■ Stated task 1 ■
Write out the stretch of the membrane filtration passage from "Whether mineral or" through "to 500 microns.".
■ Stated task 2 ■
According to the membrane filtration passage, what share of the feed must the filtered clarified juice represent for good processing efficiencies?
■ Stated task 3 ■
Translate this sentence from the membrane filtration passage into Spanish: "This accumulation can lead to the formation of a gel layer or secondary membrane."

■ Source extract ■
[Start]

Whether mineral or organic membranes are employed, good processing
efficiencies are obtained when the filtered clarified juice (or,
permeate) represents more than 98% of the feed to the membrane, and
the retentate (i.e., the colloidal matter and macromolecules with a
size larger than the cut-off of the membrane) represents less than
2% of the feed. For this reason, a screening step may be performed
prior to the filtration, in which conventional screening methods
are employed to remove particulate matter and/or undissolved solids
having a size of from about 200 to 1,000 microns, preferably from
about 300 to 500 microns.
When the solvent transports towards the membrane surface, it
carries solute which is rejected at the membrane surface, resulting
in an accumulation of solute on the membrane. This accumulation can
lead to the formation of a gel layer or secondary membrane. The
resistance of the gel layer can be greater than that of the
membrane, particularly if the gel layer is allowed to become
excessively thick and/or compacted. This occurrence, termed fouling
of the membrane pores, is a recurrent problem. Fouling can be
reduced, and periods of operation extended, however, by adding at
periodic intervals a pulse (or, backwash) step, during which the
flow through the filter is briefly reversed opening blocked pores.

[End]

■ Material supplied ■
[Start]

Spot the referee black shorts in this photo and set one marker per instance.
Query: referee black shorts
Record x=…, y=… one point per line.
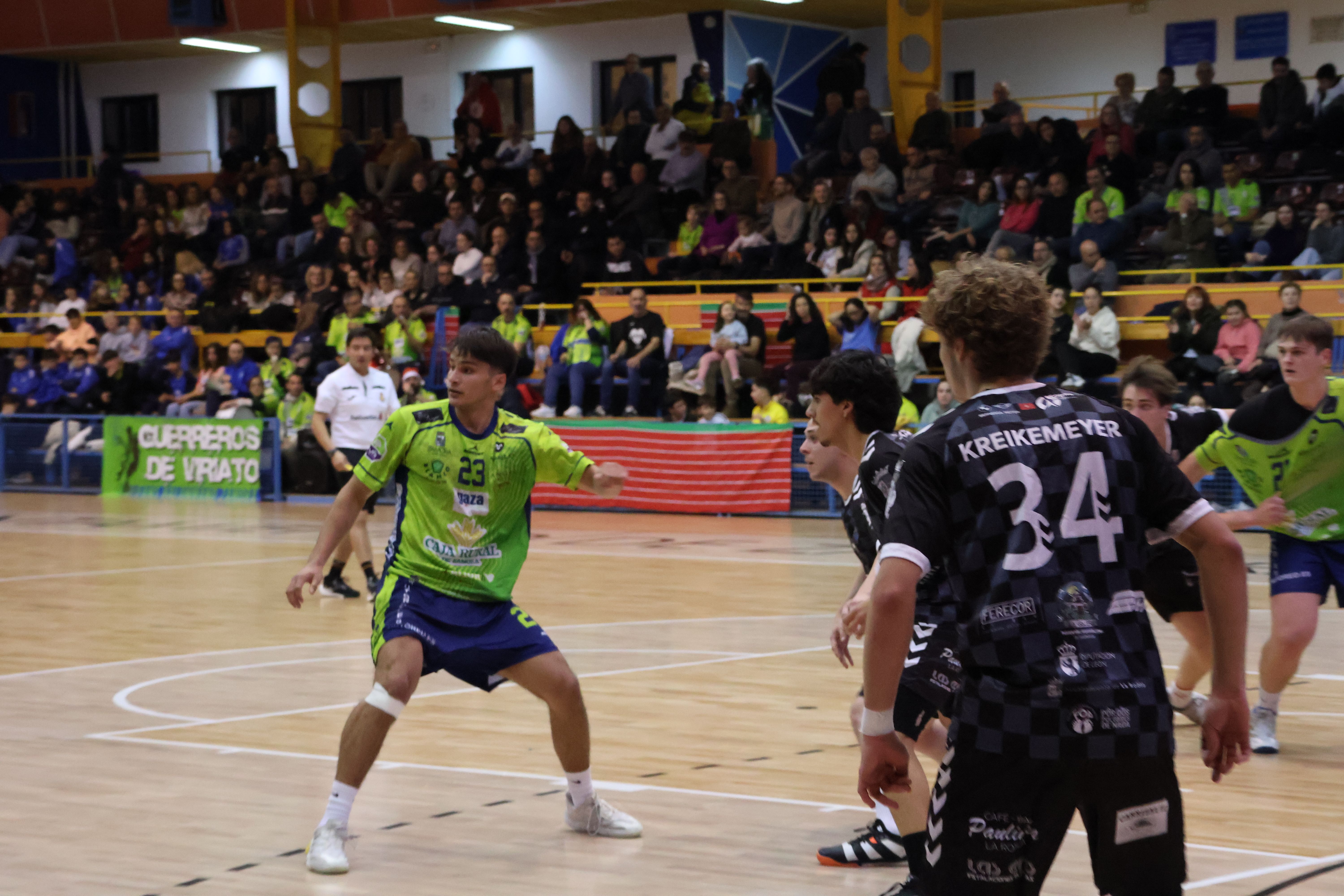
x=342, y=479
x=1171, y=581
x=997, y=823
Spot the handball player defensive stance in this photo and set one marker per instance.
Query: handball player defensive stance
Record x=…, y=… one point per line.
x=1038, y=502
x=464, y=473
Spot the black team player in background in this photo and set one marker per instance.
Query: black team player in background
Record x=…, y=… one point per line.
x=1037, y=502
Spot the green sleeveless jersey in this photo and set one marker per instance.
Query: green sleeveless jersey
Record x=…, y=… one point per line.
x=464, y=499
x=1306, y=469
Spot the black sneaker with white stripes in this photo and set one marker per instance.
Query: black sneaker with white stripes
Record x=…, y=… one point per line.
x=874, y=846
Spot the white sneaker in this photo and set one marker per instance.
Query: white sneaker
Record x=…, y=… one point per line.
x=600, y=819
x=1264, y=735
x=327, y=850
x=1195, y=709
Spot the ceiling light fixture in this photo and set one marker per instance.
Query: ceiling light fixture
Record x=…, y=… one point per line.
x=205, y=43
x=474, y=23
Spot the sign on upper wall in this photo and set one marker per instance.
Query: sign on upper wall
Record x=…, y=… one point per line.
x=1263, y=35
x=1191, y=42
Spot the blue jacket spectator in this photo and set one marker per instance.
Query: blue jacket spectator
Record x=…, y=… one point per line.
x=240, y=369
x=175, y=338
x=24, y=379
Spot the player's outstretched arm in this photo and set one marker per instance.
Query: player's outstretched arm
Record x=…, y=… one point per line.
x=605, y=480
x=1222, y=574
x=339, y=520
x=892, y=618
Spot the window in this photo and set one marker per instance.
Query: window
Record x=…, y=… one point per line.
x=662, y=72
x=252, y=112
x=24, y=107
x=514, y=88
x=370, y=104
x=131, y=127
x=963, y=89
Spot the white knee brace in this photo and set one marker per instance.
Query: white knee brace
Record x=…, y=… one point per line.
x=380, y=699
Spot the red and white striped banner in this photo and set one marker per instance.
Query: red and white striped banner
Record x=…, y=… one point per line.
x=681, y=468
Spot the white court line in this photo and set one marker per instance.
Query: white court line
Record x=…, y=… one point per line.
x=123, y=698
x=162, y=569
x=416, y=696
x=1261, y=872
x=329, y=644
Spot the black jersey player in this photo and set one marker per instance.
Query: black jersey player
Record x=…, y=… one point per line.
x=1038, y=503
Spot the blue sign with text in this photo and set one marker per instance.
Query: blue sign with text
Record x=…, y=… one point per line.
x=1191, y=42
x=1263, y=35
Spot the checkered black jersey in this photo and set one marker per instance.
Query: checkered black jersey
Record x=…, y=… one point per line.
x=1037, y=502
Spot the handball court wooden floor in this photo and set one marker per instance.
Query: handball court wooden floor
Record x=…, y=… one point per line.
x=170, y=722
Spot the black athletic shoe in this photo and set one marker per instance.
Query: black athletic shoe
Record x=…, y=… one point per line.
x=911, y=887
x=874, y=846
x=337, y=588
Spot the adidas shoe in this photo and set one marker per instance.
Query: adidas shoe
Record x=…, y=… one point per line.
x=335, y=586
x=1264, y=735
x=327, y=850
x=600, y=819
x=874, y=846
x=1195, y=709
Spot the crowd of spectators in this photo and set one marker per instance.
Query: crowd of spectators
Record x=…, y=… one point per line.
x=389, y=234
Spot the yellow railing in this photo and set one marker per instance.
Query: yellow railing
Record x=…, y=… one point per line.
x=1099, y=99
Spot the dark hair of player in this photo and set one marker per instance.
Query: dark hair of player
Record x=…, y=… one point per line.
x=1001, y=311
x=489, y=347
x=1148, y=373
x=866, y=381
x=1311, y=330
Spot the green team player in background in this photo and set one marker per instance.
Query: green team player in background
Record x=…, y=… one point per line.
x=464, y=475
x=1290, y=441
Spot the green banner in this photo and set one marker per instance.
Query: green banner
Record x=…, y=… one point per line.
x=206, y=459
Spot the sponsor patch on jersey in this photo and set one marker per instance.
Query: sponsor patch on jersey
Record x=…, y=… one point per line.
x=1127, y=602
x=1142, y=823
x=471, y=503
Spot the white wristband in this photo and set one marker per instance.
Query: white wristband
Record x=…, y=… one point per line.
x=876, y=725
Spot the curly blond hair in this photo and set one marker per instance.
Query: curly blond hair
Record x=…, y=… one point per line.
x=1001, y=312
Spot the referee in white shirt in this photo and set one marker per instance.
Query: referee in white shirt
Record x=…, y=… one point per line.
x=354, y=401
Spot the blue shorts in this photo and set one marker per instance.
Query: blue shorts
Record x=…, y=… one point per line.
x=470, y=640
x=1306, y=567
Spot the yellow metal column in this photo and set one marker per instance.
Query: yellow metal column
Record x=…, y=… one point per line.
x=312, y=37
x=915, y=60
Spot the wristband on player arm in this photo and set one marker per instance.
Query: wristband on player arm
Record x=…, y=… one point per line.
x=877, y=725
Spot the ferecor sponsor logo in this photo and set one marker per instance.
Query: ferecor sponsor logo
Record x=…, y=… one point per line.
x=1009, y=612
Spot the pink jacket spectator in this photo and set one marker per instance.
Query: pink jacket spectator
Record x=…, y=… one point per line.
x=1238, y=345
x=1021, y=218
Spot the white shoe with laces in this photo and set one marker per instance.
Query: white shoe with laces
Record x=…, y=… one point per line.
x=1264, y=731
x=600, y=819
x=327, y=850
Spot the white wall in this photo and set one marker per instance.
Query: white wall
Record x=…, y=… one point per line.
x=1077, y=50
x=562, y=61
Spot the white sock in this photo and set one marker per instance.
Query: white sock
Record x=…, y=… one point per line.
x=339, y=804
x=888, y=821
x=581, y=785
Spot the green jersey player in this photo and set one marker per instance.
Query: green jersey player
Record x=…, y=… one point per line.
x=1290, y=441
x=464, y=475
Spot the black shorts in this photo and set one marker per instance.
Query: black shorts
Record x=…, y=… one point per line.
x=1171, y=581
x=997, y=823
x=342, y=479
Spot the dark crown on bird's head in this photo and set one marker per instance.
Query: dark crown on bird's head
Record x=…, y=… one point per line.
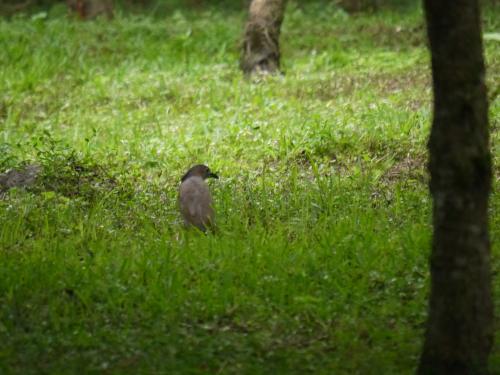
x=199, y=170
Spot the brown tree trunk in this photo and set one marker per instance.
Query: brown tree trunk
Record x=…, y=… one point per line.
x=88, y=9
x=261, y=51
x=459, y=331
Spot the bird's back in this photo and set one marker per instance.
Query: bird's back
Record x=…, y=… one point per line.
x=195, y=203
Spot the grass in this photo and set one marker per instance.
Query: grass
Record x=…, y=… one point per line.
x=320, y=265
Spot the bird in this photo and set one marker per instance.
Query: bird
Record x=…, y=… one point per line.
x=195, y=200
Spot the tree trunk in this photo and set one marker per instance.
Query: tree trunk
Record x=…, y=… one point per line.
x=261, y=51
x=459, y=332
x=88, y=9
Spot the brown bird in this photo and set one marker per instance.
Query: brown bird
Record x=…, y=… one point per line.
x=195, y=200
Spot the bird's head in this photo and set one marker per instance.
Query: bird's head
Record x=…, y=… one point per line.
x=199, y=170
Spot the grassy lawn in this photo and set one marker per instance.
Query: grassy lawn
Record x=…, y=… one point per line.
x=320, y=263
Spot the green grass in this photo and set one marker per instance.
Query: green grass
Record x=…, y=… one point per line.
x=320, y=263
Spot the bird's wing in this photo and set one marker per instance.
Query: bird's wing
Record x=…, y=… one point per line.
x=196, y=203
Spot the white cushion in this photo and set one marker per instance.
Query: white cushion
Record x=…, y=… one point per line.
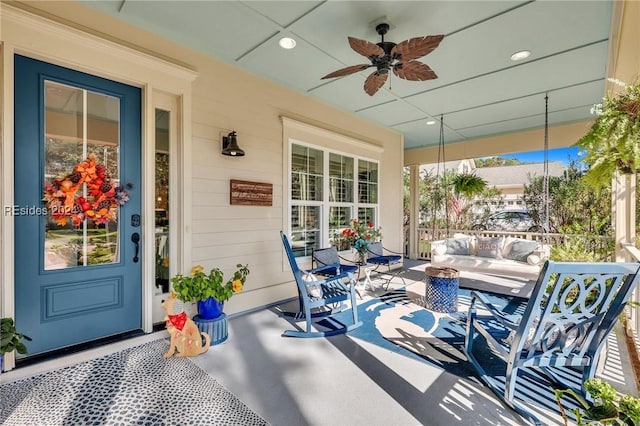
x=440, y=250
x=313, y=290
x=533, y=259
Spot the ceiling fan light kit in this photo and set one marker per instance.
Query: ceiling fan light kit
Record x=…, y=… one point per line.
x=386, y=56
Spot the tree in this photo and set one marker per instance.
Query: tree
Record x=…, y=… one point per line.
x=574, y=206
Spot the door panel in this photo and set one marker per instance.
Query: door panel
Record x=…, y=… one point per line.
x=75, y=275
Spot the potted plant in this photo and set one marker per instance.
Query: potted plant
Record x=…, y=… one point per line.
x=607, y=406
x=208, y=290
x=359, y=235
x=613, y=141
x=10, y=339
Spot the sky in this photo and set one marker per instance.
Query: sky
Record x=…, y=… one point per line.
x=566, y=155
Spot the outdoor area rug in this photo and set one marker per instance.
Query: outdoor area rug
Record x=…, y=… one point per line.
x=398, y=321
x=134, y=386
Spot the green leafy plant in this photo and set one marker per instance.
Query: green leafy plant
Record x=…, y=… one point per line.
x=200, y=286
x=10, y=338
x=360, y=234
x=613, y=141
x=607, y=408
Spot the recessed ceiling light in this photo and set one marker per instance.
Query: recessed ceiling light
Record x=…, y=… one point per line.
x=287, y=43
x=518, y=56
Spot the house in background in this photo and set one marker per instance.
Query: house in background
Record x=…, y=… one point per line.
x=509, y=180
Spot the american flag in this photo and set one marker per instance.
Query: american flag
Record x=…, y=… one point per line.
x=455, y=205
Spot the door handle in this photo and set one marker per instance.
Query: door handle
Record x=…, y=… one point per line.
x=135, y=238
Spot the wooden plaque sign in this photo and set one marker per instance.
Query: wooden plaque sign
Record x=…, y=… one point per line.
x=247, y=193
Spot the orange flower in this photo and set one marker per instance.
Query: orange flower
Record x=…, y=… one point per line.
x=196, y=269
x=236, y=285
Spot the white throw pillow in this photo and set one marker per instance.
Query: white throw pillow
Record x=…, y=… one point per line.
x=533, y=259
x=313, y=290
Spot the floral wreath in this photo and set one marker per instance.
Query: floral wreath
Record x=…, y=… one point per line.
x=100, y=203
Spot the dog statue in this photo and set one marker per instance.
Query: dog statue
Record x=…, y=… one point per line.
x=186, y=337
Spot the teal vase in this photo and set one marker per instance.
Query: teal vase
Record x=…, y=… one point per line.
x=210, y=308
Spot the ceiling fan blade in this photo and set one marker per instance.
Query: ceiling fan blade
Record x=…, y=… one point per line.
x=365, y=48
x=374, y=82
x=414, y=70
x=416, y=47
x=348, y=70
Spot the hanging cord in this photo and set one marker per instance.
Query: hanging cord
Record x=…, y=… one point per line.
x=545, y=179
x=444, y=175
x=441, y=159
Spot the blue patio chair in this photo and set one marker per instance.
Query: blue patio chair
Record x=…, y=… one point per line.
x=572, y=309
x=320, y=300
x=380, y=257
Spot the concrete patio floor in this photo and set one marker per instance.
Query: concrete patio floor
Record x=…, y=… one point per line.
x=342, y=380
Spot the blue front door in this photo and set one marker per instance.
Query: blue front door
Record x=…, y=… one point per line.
x=77, y=160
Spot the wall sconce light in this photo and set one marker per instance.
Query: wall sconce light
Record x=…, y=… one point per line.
x=230, y=146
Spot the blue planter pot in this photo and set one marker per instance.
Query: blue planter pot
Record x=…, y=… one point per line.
x=210, y=308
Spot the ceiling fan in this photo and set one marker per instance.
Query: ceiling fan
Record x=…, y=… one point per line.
x=387, y=55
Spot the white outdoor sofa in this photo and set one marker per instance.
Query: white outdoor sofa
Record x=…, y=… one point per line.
x=493, y=255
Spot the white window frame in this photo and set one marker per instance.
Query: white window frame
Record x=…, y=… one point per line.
x=325, y=204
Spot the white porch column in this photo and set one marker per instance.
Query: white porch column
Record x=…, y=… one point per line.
x=414, y=208
x=623, y=213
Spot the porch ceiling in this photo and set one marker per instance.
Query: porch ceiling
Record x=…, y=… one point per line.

[End]

■ Correct result 1 ■
Whether mineral or organic membranes are employed, good processing
efficiencies are obtained when the filtered clarified juice (or,
permeate) represents more than 98% of the feed to the membrane, and
the retentate (i.e., the colloidal matter and macromolecules with a
size larger than the cut-off of the membrane) represents less than
2% of the feed. For this reason, a screening step may be performed
prior to the filtration, in which conventional screening methods
are employed to remove particulate matter and/or undissolved solids
having a size of from about 200 to 1,000 microns, preferably from
about 300 to 500 microns.

■ Correct result 2 ■
More than 98% of the feed.

■ Correct result 3 ■
Esta acumulación puede conducir a la formación de una capa de gel o membrana secundaria.